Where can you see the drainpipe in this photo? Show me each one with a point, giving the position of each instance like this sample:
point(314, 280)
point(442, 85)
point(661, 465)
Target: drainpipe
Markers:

################

INSTRUCTIONS FOR THE TASK:
Transcribe every record above exactly as it appears.

SOLUTION TO THE PROBLEM:
Where can you see the drainpipe in this photo? Show me each one with a point, giving the position of each instance like this sample:
point(314, 280)
point(442, 85)
point(661, 465)
Target: drainpipe
Markers:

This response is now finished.